# Text provided:
<<<<
Place

Hulda Margaret Lyttle Hall of Meharry Medical College

Three story brick building with tree in front yard
Hulda Margaret Lyttle Hall

Photograph by Meharry Medical College, courtesy of the Tennessee State Historic Preservation Office

Quick Facts
Location:
1005 Dr. D. B. Todd, Jr. Boulevard, Nashville, Tennessee
Significance:
Architecture, Ethnic History - Black, Education, Health/Medicine
Designation:
Listed in the National Register - Reference number 98000842
Hulda Margaret Lyttle Hall on the campus of Meharry Medical College, a medical HBCU, in Nashville, Tennessee, was listed in the National Register of Historic Places in 1998. The building was named after Hulda Margaret Lyttle, a head nurse, superintendent, and dean at Meharry, and the first Black dean of an American nursing school.

Meharry Medical College was founded in 1876 as a department of Central Tennessee College, a community school for newly-freed Black Americans which was founded by The Freedmen's Aid Society and the Freedmen's Bureau of the Methodist Episcopal Church. The medical college was named after the Meharry family, an Irish-American family of abolitionists. George W. Hubbard, a Northern schoolteacher who had worked with the formerly enslaved in Alabama and Nashville, was tasked with opening the medical department and served as its first president. Into the turn of the century, Meharry added programs in nursing, dentistry, and pharmacy.

Hulda Margaret Lyttle was in the first class of graduates from Meharry's professional nurse's training program in 1910. She quickly earned a reputation for clinical excellence, and by 1915, she was appointed as the Director of Nurse Training at Meharry. She continued to rise in the ranks at Meharry, where she was appointed Superintendent of the school's hospital in 1923, and dean of the nursing school in 1938, making her the first Black dean of a nursing school in the country. During her tenure at the school, she raised entrance standards, implemented curricular improvements, and established the nursing school's first library.

In 1946, three years after Lyttle retired, the Nurse's Home building was rededicated as Hulda Margaret Lyttle Hall. Due to lack of funding, Meharry was forced to shut down the nursing school in 1964. Despite some earlier financial difficulties, Meharry is now the second-largest educator of Black doctors and dentists in the country.
>>>>
# Activity A:
Summarize the page on Hulda Margaret Lyttle Hall in two sentences.
# Activity B:
Reproduce a passage from the page on Hulda Margaret Lyttle Hall word for word, beginning at the words "Meharry Medical College was" and stopping after "dentistry, and pharmacy.".
The rows that follow have no connection to the page on Hulda Margaret Lyttle Hall.

# Given data:
<<<<
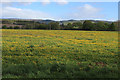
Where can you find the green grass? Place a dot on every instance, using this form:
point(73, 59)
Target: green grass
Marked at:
point(59, 54)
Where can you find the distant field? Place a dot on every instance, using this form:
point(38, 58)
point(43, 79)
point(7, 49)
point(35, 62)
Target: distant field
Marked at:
point(59, 54)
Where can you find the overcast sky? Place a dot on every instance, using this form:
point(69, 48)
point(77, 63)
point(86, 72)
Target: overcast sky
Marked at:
point(60, 10)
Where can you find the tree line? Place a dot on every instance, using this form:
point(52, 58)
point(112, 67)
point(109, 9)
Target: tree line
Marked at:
point(86, 25)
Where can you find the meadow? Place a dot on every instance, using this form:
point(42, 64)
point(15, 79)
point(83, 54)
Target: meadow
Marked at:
point(59, 54)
>>>>
# Written solution A:
Hulda Margaret Lyttle Hall at Meharry Medical College in Nashville, Tennessee, was listed in the National Register of Historic Places in 1998 and is named for Lyttle, who graduated in Meharry's first nursing class in 1910 and in 1938 became the first Black dean of an American nursing school. Meharry was founded in 1876 as a department of Central Tennessee College, rededicated its Nurse's Home in Lyttle's honor in 1946, closed its nursing school in 1964 for lack of funding, and is now the second-largest educator of Black doctors and dentists in the country.

# Written solution B:
Meharry Medical College was founded in 1876 as a department of Central Tennessee College, a community school for newly-freed Black Americans which was founded by The Freedmen's Aid Society and the Freedmen's Bureau of the Methodist Episcopal Church. The medical college was named after the Meharry family, an Irish-American family of abolitionists. George W. Hubbard, a Northern schoolteacher who had worked with the formerly enslaved in Alabama and Nashville, was tasked with opening the medical department and served as its first president. Into the turn of the century, Meharry added programs in nursing, dentistry, and pharmacy.